= EXERCISE =
Print all of the entries below word for word, omitting the pictures.

= DATA LISTING =
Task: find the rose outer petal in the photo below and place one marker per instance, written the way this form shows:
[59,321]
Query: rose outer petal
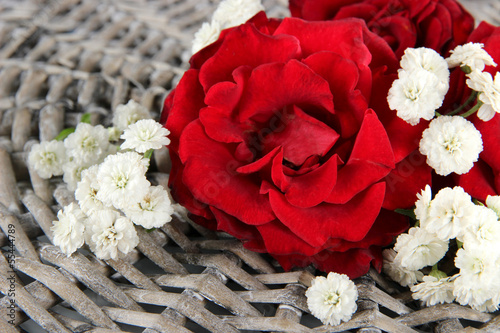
[210,174]
[315,225]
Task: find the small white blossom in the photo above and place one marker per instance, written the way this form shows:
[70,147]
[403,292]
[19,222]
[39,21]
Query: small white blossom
[122,180]
[414,96]
[397,272]
[332,299]
[206,35]
[153,211]
[110,234]
[231,13]
[489,89]
[451,144]
[472,55]
[493,202]
[130,113]
[429,60]
[114,133]
[86,191]
[47,158]
[450,213]
[423,204]
[483,229]
[69,228]
[144,135]
[88,144]
[478,284]
[419,248]
[434,291]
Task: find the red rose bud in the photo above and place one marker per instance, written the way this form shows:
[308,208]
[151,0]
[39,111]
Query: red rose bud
[437,24]
[282,137]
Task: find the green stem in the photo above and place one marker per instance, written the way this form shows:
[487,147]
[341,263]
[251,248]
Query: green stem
[472,97]
[473,110]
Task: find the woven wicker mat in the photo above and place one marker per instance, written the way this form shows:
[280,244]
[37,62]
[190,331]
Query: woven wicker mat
[61,58]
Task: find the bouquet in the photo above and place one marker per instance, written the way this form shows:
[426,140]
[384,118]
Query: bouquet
[310,138]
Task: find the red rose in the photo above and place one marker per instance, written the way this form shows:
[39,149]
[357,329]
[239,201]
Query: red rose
[484,178]
[281,136]
[436,24]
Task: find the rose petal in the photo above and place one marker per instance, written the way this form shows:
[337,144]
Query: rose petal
[274,86]
[301,136]
[210,175]
[350,221]
[371,160]
[186,105]
[256,50]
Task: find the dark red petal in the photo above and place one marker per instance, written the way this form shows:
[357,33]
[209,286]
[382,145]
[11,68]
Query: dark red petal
[186,105]
[344,37]
[210,175]
[350,221]
[218,118]
[406,180]
[313,188]
[256,50]
[371,160]
[273,86]
[342,76]
[278,239]
[259,164]
[301,136]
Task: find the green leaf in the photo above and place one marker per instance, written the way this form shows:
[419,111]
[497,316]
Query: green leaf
[407,212]
[85,118]
[64,134]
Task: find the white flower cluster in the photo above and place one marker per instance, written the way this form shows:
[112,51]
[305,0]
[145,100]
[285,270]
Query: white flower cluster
[451,215]
[451,143]
[229,13]
[332,299]
[111,188]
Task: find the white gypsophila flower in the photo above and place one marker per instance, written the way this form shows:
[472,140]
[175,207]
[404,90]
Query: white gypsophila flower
[493,202]
[47,158]
[87,189]
[489,89]
[483,229]
[153,211]
[87,144]
[69,228]
[451,144]
[122,180]
[431,61]
[114,133]
[231,13]
[479,279]
[110,234]
[414,96]
[472,55]
[397,272]
[434,291]
[450,213]
[419,248]
[332,299]
[130,113]
[144,135]
[206,35]
[423,204]
[73,174]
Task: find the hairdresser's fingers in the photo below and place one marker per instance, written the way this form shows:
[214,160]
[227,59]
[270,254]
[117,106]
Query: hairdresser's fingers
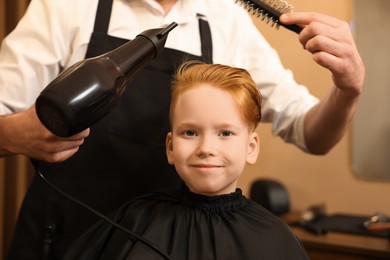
[306,18]
[52,148]
[31,138]
[332,44]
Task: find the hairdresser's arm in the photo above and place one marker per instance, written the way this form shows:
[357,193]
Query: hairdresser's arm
[23,133]
[332,45]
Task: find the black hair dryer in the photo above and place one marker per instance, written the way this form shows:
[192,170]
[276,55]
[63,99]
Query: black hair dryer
[91,88]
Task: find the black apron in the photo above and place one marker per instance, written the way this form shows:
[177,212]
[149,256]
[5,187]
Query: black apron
[123,157]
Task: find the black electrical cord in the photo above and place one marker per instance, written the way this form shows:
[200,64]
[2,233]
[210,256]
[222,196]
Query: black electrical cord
[100,215]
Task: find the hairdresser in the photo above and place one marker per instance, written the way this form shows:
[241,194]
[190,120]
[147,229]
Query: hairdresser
[109,163]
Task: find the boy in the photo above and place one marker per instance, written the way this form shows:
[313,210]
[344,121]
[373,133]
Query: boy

= RESPONSE BELOW =
Task: find the rose outer petal in the photo below and place one marker per instance, written the way this form shows:
[59,321]
Query: rose outer petal
[210,174]
[315,225]
Task: find the small white blossom in the photo above and place one marker per instance, written the way this form shows:
[70,147]
[403,292]
[19,222]
[39,21]
Query: small white blossom
[122,180]
[414,96]
[397,272]
[332,299]
[206,35]
[153,211]
[110,234]
[231,13]
[489,89]
[451,144]
[472,55]
[493,202]
[130,113]
[429,60]
[114,133]
[86,191]
[47,158]
[450,213]
[423,204]
[483,229]
[69,228]
[144,135]
[88,144]
[478,284]
[419,248]
[434,291]
Task: find the red rose bud in the photo above and place one marker per instance, written the way this form shows:
[308,208]
[151,0]
[39,111]
Query: red rose bud
[437,24]
[282,137]
Task: find the green stem in the photo above and place one marker per instance, written the way this form shows:
[487,147]
[341,263]
[251,248]
Query: green stem
[472,97]
[473,110]
Task: find the woven wicker mat in the photo above and place one marker per instance, written the way this form shows:
[280,244]
[37,62]
[190,331]
Query: woven wicker mat
[61,58]
Task: find the bouquet in the photo above and place one marker per instance, written the way this form shows:
[426,140]
[384,118]
Query: bouquet
[310,138]
Task: find the red rose in the photo above and place one marker per instance, written the way this form shows:
[39,149]
[357,329]
[239,201]
Query: red rose
[484,178]
[281,136]
[436,24]
Task: find the rose petal in the photo above and place one marker per instance, written the way this form shows:
[337,144]
Query: rose petal
[274,86]
[301,136]
[210,175]
[350,221]
[371,160]
[186,105]
[256,50]
Task: find the dark red petal in the photo above and place one marker per instance, written the way this form shows:
[357,33]
[209,286]
[382,145]
[11,68]
Query: dark red petal
[186,105]
[344,37]
[210,175]
[350,221]
[218,118]
[406,180]
[313,188]
[256,50]
[371,160]
[273,86]
[342,76]
[278,239]
[259,164]
[301,136]
Task: find the green leaf in the photo above and place one marker per instance, written the way this form shows:
[419,111]
[497,316]
Query: green leaf
[407,212]
[85,118]
[64,134]
Task: find the white flower cluster in the photo above and place one marker per instance, written the way this form shows:
[112,51]
[305,0]
[145,100]
[285,270]
Query: white flower cluster
[451,215]
[451,143]
[229,13]
[332,299]
[111,188]
Task: find the white gypsophila flower in the photo above and place one marker per instance, written the way this form shows:
[472,140]
[175,207]
[404,90]
Query: white gypsophila flower
[493,202]
[47,158]
[87,189]
[489,89]
[483,229]
[153,211]
[87,144]
[69,228]
[451,144]
[122,180]
[431,61]
[114,133]
[231,13]
[479,279]
[110,234]
[414,96]
[472,55]
[397,272]
[434,291]
[450,213]
[419,248]
[332,299]
[130,113]
[144,135]
[206,35]
[423,204]
[73,174]
Task: find the hairdresser's fingers in the photo below and place one marker per instance, written the way this form shows:
[214,160]
[227,59]
[270,254]
[117,106]
Query: hairdresser's fingers
[306,18]
[52,148]
[31,138]
[332,44]
Task: find the hairdresser's arm in the photo above and place one marker per instance, written the way this form shows:
[357,193]
Query: hairdresser's arm
[23,133]
[332,45]
Task: find the black hair dryer in the photo above and place one marker per instance, written the way this form shows:
[192,170]
[276,55]
[63,99]
Query: black hair dryer
[91,88]
Task: find the black apron in the photo above and place one marker per instance, written the way this form shows:
[177,212]
[149,256]
[5,187]
Query: black apron
[123,157]
Task: find the black electrical cord in the photo above and place one marker per instance, written the way this form shows:
[200,64]
[2,233]
[210,256]
[222,196]
Query: black electrical cord
[100,215]
Task: find the hairdresser in the photo above and place one marker per instance, written the way this form shows:
[241,194]
[190,120]
[147,229]
Query: hairdresser
[109,163]
Task: find the boy in the photo above and place one marker per instance, written the way this form shows:
[313,210]
[344,121]
[373,133]
Query: boy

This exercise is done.